▶ [EXERCISE INPUT]:

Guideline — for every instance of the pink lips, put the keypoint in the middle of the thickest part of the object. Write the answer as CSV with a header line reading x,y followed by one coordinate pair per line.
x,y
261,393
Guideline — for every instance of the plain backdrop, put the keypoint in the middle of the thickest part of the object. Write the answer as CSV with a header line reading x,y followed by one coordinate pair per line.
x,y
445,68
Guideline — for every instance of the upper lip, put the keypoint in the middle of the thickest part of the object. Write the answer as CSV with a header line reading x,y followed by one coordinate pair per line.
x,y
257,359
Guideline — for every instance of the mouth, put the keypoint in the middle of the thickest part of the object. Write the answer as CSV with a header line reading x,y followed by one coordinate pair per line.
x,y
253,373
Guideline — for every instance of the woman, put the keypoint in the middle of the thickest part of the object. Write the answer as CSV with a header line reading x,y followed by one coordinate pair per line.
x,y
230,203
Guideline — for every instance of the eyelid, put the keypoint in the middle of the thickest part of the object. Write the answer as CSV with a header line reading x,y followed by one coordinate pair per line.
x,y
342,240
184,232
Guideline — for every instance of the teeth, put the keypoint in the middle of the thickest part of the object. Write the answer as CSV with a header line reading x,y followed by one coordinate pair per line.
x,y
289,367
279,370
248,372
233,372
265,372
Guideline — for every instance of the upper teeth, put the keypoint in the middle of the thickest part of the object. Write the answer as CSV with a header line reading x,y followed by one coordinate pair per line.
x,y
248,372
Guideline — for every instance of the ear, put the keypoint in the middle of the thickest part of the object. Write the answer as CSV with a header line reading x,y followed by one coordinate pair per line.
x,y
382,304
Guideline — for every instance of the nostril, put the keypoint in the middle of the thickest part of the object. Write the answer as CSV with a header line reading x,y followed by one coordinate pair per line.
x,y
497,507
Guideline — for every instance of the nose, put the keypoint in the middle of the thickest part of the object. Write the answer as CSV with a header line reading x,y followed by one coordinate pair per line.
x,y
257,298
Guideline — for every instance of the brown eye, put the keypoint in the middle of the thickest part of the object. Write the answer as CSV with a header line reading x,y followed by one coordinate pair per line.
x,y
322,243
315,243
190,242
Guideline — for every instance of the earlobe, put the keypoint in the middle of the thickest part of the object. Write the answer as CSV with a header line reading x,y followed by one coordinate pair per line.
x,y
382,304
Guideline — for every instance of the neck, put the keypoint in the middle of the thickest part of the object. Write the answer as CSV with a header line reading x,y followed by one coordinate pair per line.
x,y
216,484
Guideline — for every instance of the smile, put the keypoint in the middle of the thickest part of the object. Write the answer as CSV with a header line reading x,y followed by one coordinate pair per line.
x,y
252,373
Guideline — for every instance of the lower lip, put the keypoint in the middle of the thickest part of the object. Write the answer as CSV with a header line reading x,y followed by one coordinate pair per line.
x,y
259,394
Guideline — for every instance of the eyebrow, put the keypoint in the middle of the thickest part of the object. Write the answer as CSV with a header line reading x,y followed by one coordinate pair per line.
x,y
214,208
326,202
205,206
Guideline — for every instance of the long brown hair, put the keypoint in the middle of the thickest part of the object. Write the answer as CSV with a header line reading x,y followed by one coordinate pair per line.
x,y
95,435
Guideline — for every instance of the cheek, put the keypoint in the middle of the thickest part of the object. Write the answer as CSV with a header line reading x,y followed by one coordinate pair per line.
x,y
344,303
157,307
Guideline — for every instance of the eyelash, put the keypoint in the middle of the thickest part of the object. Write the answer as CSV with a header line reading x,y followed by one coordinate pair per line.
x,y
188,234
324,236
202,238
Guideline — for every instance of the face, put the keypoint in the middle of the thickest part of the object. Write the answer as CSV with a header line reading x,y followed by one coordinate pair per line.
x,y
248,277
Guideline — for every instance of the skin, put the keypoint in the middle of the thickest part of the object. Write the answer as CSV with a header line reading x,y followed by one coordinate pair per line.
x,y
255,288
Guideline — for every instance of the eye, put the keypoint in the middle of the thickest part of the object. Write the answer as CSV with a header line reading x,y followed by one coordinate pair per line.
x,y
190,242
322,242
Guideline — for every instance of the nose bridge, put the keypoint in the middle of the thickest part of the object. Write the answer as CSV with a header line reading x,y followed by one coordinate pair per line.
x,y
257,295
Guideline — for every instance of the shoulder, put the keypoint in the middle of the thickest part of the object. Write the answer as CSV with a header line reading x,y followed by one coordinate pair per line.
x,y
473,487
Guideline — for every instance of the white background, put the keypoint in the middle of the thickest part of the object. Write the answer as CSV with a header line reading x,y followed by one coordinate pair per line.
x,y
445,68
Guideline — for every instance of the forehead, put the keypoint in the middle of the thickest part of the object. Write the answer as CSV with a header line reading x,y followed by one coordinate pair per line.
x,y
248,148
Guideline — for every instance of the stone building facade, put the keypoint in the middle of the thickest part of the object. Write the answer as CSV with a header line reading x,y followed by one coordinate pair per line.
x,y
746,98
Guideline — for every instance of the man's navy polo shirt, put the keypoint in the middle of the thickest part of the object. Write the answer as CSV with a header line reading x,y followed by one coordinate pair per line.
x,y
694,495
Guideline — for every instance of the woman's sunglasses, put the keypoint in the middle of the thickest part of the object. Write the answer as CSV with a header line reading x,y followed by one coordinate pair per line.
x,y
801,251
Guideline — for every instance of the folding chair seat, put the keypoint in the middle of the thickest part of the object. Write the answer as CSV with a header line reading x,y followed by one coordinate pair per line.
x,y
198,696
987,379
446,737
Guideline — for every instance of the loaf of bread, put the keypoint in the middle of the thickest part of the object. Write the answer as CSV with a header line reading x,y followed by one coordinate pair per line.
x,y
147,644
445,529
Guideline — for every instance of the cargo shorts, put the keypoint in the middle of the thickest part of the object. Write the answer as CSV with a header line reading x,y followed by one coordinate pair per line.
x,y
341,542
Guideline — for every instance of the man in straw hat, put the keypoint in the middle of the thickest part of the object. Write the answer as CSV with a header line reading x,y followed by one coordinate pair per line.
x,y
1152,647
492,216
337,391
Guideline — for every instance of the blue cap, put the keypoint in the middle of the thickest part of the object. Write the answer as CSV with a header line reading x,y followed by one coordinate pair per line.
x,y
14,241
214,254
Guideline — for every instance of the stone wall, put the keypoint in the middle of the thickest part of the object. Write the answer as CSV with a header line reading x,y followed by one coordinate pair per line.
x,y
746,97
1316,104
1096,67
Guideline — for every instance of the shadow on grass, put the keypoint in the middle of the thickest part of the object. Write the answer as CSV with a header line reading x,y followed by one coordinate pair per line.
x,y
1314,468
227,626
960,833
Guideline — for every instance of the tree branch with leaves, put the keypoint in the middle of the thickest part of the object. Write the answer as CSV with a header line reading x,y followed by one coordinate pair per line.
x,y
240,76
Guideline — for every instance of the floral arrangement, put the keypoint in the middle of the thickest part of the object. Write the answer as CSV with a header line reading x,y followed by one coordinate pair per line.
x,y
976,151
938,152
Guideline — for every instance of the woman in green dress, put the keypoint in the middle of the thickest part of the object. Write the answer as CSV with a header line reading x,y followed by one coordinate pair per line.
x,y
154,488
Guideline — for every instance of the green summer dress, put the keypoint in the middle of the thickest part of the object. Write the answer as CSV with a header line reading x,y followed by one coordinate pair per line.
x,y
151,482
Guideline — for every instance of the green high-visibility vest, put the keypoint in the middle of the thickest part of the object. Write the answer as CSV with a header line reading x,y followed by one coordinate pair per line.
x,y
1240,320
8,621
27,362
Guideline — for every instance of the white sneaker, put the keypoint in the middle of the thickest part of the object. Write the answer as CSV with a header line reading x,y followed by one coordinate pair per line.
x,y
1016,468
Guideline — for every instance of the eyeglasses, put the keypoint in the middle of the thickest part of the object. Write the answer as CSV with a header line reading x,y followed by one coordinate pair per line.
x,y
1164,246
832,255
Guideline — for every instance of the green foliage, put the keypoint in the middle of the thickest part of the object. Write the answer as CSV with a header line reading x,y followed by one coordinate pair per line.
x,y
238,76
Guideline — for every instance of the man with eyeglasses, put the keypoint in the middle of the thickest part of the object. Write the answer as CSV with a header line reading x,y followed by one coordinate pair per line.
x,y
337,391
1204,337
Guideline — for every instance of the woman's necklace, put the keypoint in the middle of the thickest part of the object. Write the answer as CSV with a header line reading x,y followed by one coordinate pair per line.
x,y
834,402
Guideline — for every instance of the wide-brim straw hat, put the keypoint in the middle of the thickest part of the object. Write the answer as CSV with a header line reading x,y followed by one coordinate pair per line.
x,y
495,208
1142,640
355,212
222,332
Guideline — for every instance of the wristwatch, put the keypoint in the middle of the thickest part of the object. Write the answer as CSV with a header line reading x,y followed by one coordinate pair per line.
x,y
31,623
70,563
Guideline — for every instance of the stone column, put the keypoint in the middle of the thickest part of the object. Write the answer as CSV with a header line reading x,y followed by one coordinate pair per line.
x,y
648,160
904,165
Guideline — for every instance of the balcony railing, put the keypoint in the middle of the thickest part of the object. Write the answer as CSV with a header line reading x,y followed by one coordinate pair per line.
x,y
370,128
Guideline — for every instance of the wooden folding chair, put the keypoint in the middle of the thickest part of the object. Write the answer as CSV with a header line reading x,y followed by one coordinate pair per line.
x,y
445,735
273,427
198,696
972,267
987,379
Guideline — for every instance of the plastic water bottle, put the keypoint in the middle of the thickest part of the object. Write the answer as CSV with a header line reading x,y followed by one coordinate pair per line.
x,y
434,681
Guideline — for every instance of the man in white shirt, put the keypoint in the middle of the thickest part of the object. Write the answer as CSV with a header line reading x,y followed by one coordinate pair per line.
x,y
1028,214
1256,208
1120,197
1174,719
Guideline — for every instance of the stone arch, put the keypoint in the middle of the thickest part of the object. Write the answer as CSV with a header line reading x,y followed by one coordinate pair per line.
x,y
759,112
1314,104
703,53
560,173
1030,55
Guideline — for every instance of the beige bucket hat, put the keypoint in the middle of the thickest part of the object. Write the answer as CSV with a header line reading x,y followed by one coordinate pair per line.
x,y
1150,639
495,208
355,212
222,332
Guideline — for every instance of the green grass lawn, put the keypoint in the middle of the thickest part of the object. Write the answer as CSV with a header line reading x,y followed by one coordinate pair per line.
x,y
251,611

▶ [WRITTEN EXERCISE]: Rewrite the material from the line containing "Guideline — for every instance of the beige" through the end, changing "thickest part" to "widest part" and keeping everything else the same.

▶ [RIGHT ANSWER]:
Guideline — for every instance of the beige bucket hat, put the keypoint in the middle of the widest part of the object. Write the answer as CSV with a header line reading x,y followed by one coordinate pair per line.
x,y
1150,639
495,208
355,212
222,332
Guideline — for every instance of the green grass lawn, put the keypoint in the middle of the widest part of the object. Write the answer as CSV with a header line reading x,y followed by one coordinate pair per line.
x,y
251,611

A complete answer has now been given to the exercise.